→ **SELECTION**
◇ ◇ ◇ ◇ ◇
Introduction

Existing approaches to the relative position embedding based on adding position encoding to context representation.
Current work, introduces Rotary Position Embedding (RoPE).
- leverages positional information into learning process of Pretained Language Models.
RoPE decays with relative distance increased.
- desired for natural language encoding.
Achieves better performance in long text benchmarks compared to alternatives.

Preliminary

let \(S_N=\{w_i\}_{i=1}^N\) be a sequence of \(N\) input tokesns with \(w_i\) being the \(i^{th}\) element.
The corresponding word embedding is denoted as: \(E_N=\{x_i\}_{i=1}^N\) where \(x_i \in R^d\) is the d-dimensional word embedding of token \(w_i\) without position information.
The self-attention first incorporates position information to the word embeddings and transforms them into queries, keys and value representations.

\[q_m=f_q(x_m,m), k_n=f_k(x_n,n), v_n=f_v(x_n,n) \ (1)\]

where \(q_m,k_n,v_n\) incorporate the \(m^{th}\) and \(n^{th}\) positions through \(f_q, f_k \ and \ f_v\) respectively.
◇ ◇ ◇ ◇ ◇
→ **SUPPLIED ENTRIES**
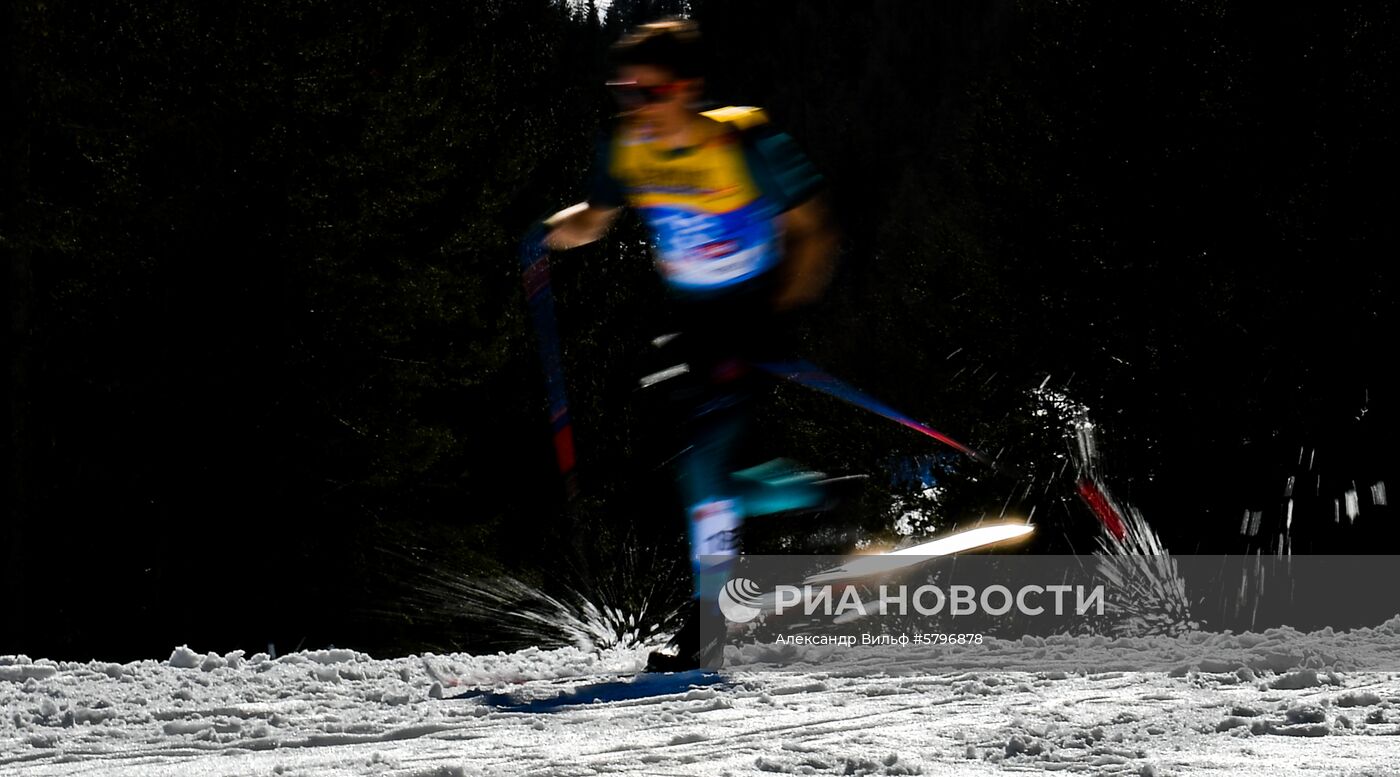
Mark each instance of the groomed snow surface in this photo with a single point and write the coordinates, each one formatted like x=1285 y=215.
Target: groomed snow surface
x=1273 y=703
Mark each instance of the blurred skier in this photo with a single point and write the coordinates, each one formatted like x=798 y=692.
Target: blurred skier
x=741 y=238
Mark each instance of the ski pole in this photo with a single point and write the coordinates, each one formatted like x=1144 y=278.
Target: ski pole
x=541 y=301
x=814 y=377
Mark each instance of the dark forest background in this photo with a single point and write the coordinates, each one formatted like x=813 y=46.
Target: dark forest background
x=272 y=377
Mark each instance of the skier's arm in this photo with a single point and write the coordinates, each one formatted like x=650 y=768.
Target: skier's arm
x=809 y=248
x=578 y=224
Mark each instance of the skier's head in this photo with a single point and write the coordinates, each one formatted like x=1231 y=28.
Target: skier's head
x=658 y=70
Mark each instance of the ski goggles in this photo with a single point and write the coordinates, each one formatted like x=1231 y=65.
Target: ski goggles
x=632 y=94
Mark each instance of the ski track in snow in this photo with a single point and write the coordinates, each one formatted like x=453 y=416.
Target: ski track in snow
x=1255 y=704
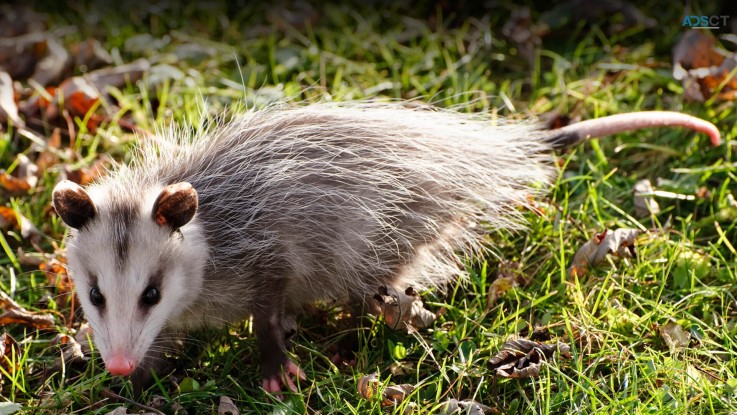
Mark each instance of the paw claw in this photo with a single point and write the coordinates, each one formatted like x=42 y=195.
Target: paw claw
x=274 y=384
◇ ◇ ◇ ◇ ◇
→ **REQUIRED WORK**
1: According to the RoPE notes, in what kind of benchmarks does RoPE achieve better performance than the alternatives?
2: Transcribe the RoPE notes from "Existing approaches to" to "Pretained Language Models.".
3: Go on with the RoPE notes, starting after their last line.

→ **ANSWERS TO THE PROBLEMS**
1: Long text benchmarks.

2:
Existing approaches to the relative position embedding based on adding position encoding to context representation.
Current work, introduces Rotary Position Embedding (RoPE).
- leverages positional information into learning process of Pretained Language Models.

3:
query and key are then used to compute attention weights and output is computed as weighted sum over the value:

\[a_{m,n} = \frac{\exp(\frac{(q_m^{T}k_n)}{\sqrt{d}}}{\sum_{j=1}^N\exp(\frac{(q_m^{T}k_j)}{\sqrt{d}}}\] \[o_m = \sum_{n=1}^Na_{m,n}v_n\]

Existing approaches for transformer based position encoding focus on choosing a suitable function to form equation (1).

Absolute Position Embedding

Typical choice of eq. (1)

\(f_{t:t \in \{q,k,v\}}(x_i, i) = W_{t:t\in \{q,k,v\}}(x_i + p_i)\) where \(p_i\) is a d-dimensional vector depending on position of token \(x_i\).

Two types:
- Use a set of trainable vectors. \(p_i\in\{p_t\}_{t=1}^L\) where \(L\) is maximum sequecne length.
- Use sinusoidal function: \(p_{i, 2t} = \sin(i/10000^{2t/d})\) \(p_{i, 2t+1} = \cos(i/10000^{2t /d})\)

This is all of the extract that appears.